Rows ▸
/---

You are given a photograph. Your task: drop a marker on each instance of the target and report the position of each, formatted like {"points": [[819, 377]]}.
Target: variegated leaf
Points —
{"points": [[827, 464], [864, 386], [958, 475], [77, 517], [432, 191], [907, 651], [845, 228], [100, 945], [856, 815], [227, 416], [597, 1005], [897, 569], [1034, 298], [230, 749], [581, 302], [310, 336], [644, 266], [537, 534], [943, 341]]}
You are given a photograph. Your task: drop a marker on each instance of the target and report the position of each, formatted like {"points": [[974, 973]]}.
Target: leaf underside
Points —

\---

Aim ▸ Scale the rows above by reproducing every line, requests included, with each point coordinate in the answers multiplied by 2.5 and rounded to a whole number, halves rounded up. Leave the numbers inside the requests, including their format samples, unchanged.

Solution to this task ▸
You are given a photograph. Your task: drop a marker on each instance of the target and report the position of each, formatted like {"points": [[819, 377]]}.
Target: variegated leaf
Points —
{"points": [[2068, 1160], [2160, 965], [2395, 1188], [193, 1293], [1080, 478], [2268, 1628], [2113, 570], [250, 2363], [2140, 2038], [568, 1040], [1493, 2513], [2243, 1423], [2585, 745], [575, 1873], [1453, 755], [775, 840], [1610, 665], [1343, 1335], [2358, 853]]}
You are given a photograph. Your task: drop a marker on each instance of the target and report the position of each, formatted like {"points": [[974, 973]]}.
Target: leaf underside
Points —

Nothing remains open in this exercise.